--- Trecho do documento ---

A coordenadora do Fordan acrescenta a influência do orçamento do governo federal destinado a políticas públicas de combate à violência contra a mulher. “Em 2020, somente 44% do orçamento foram gastos. Em 2021, o orçamento previa R$ 21 milhões, mas apenas R$ 1 milhão foi gasto, 20 milhões sumiram”, enuncia. As políticas públicas são fundamentais, afirma. “Essa mulher que está morrendo, negra de periferia, tem dependência financeira do agressor. Para ela ter as condições objetivas mínimas de sobrevivência, independente desse agressor, precisa de cesta básica, de aluguel social. Se você não tem orçamento para isso, é um projeto de morte das mulheres, é um projeto de governo de feminicídio”.

Capacitação e sensibilização

O relatório do CNJ traz ainda recomendações expressas para que a Lei Maria da Penha seja melhor aplicada, por meio das medidas protetivas. Uma delas é a capacitação e sensibilização dos servidores do Judiciário, para compreenderem “a importância de não tolerar a violência doméstica”, assinala Rosely, lembrando que a recomendação já havia sido feita durante o Simpósio “Violência Institucional e Revitimização da Execução da Lei Maria da Penha”, realizado em outubro de 2021 em comemoração aos 15 anos do Fordan. No evento, especialistas de diferentes estados do país fizeram suas análises jurídicas sobre casos acompanhados pelo Fordan, que explicitam a reprodução, nos órgãos de Justiça, da misoginia que gera a violência doméstica e familiar contra a mulher.

Na ocasião, a professora e vice-coordenadora do Programa de Pós-graduação em Sociologia e Direito da Universidade Federal Fluminense (UFF), Carla Apolinário, disse que o cerne do problema era falta de compreensão, pelos agentes de Justiça, da complexidade da Lei Maria da Penha. Problema que precisa ser resolvido com formação permanente. “Juízes, desembargadores, servidores (serventuários) e terceirizados dos setores administrativo e de infraestrutura dos Tribunais devem receber formações e capacitações periódicas em Direito Antidiscriminatório”, disse, ressaltando que o próprio CNJ tornou tais conteúdos obrigatórios nos próximos concursos para juiz. “Juízes serão obrigados a ter esses conhecimentos se quiserem ser aprovados nos concursos. Essa mudança na magistratura vai certamente provocar efeito em cascata na formação em Direito na graduação”.

--- Linhas exibidas ---

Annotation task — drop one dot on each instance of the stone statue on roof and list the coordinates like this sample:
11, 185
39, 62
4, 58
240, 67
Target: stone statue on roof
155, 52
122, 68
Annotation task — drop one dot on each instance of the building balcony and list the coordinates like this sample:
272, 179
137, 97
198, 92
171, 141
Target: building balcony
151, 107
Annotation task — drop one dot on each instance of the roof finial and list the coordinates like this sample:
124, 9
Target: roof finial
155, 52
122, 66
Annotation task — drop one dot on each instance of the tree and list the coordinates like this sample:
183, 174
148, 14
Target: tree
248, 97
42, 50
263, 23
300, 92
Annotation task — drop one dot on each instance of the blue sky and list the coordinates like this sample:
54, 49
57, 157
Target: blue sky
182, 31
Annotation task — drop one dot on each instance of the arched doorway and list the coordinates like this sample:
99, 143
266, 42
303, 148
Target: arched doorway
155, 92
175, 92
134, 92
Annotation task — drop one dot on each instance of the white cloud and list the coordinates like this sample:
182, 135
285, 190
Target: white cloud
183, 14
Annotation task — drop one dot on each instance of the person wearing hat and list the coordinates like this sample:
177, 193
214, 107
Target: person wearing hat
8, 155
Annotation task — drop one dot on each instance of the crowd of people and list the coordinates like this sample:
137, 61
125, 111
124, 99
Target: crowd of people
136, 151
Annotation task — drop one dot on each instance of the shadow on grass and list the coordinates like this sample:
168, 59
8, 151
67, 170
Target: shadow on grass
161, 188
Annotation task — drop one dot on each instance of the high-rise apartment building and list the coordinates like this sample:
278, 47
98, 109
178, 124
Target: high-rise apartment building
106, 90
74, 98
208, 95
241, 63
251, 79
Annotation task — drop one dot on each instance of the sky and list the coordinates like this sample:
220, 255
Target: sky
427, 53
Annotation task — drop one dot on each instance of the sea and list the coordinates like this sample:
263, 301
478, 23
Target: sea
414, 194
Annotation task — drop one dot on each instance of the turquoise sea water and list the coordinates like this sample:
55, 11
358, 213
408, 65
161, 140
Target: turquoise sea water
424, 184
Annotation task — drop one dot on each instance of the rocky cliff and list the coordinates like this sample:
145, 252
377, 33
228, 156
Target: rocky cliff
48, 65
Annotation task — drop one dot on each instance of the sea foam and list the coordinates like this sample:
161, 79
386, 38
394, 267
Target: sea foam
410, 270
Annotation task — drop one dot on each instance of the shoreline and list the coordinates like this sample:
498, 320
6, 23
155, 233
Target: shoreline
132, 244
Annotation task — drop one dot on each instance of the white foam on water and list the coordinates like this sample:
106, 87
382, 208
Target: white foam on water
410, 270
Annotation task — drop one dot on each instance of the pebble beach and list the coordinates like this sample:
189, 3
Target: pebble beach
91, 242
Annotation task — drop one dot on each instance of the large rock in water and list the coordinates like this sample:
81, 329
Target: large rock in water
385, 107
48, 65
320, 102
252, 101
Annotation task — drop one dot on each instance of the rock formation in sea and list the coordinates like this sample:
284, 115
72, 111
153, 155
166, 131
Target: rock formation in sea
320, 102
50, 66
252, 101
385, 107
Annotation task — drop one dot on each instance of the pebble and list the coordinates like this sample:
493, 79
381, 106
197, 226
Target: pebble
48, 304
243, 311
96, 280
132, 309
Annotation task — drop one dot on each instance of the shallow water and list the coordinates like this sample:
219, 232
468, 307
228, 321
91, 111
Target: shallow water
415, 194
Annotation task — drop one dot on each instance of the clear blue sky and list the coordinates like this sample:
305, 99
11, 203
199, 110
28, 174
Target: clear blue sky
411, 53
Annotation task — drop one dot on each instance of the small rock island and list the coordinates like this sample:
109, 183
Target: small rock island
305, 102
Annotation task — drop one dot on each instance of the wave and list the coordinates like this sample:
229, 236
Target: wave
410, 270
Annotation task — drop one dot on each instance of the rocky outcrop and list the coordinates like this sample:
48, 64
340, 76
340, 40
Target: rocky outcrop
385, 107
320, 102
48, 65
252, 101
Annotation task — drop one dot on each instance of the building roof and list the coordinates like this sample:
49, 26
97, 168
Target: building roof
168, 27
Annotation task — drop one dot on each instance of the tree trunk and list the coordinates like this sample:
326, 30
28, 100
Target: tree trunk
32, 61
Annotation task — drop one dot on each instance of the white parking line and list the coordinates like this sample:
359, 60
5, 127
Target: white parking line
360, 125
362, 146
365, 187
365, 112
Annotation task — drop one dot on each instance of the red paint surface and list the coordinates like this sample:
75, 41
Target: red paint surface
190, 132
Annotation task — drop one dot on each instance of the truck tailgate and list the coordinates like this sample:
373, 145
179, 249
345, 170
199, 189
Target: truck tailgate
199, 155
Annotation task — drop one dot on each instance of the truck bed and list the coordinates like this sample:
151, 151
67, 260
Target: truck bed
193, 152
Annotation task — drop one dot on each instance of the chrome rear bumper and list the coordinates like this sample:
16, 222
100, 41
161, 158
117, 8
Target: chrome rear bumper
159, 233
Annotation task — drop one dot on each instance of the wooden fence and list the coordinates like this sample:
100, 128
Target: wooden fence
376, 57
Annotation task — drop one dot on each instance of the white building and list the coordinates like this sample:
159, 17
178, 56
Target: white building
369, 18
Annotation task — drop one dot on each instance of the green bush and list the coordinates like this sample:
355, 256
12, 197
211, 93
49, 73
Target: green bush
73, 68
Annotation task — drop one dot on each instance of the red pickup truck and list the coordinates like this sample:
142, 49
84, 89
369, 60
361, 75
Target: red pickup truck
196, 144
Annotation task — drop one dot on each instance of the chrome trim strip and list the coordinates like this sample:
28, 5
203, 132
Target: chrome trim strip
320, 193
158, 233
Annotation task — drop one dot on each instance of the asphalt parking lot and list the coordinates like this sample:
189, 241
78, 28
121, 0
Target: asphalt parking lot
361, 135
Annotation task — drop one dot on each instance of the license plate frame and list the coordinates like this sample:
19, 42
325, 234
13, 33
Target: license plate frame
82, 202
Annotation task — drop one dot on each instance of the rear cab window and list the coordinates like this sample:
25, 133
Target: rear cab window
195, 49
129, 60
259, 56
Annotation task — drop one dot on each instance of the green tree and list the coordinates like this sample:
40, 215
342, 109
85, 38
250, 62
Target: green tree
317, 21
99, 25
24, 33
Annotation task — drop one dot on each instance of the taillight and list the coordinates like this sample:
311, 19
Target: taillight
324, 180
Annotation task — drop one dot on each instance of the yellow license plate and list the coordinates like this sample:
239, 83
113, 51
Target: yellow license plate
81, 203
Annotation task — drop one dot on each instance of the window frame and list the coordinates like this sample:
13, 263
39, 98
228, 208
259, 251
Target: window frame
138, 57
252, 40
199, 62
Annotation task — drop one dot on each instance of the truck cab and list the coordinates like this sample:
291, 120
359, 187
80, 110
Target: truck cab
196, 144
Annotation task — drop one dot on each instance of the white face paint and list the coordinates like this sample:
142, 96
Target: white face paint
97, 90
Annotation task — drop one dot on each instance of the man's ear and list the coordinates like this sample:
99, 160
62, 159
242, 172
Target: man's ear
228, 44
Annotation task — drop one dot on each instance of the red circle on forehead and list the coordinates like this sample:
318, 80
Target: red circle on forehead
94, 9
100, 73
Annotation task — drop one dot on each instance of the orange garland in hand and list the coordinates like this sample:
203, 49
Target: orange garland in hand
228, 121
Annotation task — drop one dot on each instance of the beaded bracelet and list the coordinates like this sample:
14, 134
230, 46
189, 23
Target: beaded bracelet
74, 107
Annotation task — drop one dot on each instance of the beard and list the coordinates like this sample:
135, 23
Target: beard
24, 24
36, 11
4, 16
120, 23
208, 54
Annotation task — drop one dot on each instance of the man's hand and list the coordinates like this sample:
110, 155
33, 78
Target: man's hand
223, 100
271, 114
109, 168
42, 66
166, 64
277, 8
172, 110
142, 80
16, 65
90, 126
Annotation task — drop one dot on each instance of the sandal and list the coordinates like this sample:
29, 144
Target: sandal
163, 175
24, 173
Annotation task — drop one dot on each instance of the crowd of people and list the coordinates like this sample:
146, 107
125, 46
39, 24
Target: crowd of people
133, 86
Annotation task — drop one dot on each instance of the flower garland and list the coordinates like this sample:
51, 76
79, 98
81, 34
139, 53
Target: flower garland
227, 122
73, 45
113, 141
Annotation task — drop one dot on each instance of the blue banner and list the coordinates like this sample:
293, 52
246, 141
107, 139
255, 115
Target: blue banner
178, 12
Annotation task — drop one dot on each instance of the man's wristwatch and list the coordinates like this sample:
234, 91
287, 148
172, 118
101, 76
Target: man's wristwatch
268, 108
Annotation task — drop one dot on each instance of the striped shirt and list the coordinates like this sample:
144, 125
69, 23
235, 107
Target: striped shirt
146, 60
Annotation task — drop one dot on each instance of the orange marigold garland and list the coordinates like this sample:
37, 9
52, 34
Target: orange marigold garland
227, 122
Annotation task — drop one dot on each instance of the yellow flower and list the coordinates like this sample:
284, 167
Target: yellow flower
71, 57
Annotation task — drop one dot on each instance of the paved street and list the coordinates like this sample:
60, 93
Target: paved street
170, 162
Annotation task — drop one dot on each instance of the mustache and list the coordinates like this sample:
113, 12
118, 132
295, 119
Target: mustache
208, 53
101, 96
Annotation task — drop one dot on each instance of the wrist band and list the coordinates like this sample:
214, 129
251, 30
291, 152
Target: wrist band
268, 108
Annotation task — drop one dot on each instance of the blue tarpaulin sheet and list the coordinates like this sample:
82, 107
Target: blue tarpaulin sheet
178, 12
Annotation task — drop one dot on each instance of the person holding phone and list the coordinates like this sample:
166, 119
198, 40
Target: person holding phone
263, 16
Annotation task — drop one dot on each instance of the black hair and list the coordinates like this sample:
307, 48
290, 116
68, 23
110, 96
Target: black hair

---

## Instruções
De acordo com o trecho sobre a Lei Maria da Penha, quanto foi efetivamente gasto em 2021 do orçamento previsto de R$ 21 milhões? As linhas provêm de uma fonte diferente da do trecho.

## Resposta completa
Apenas R$ 1 milhão.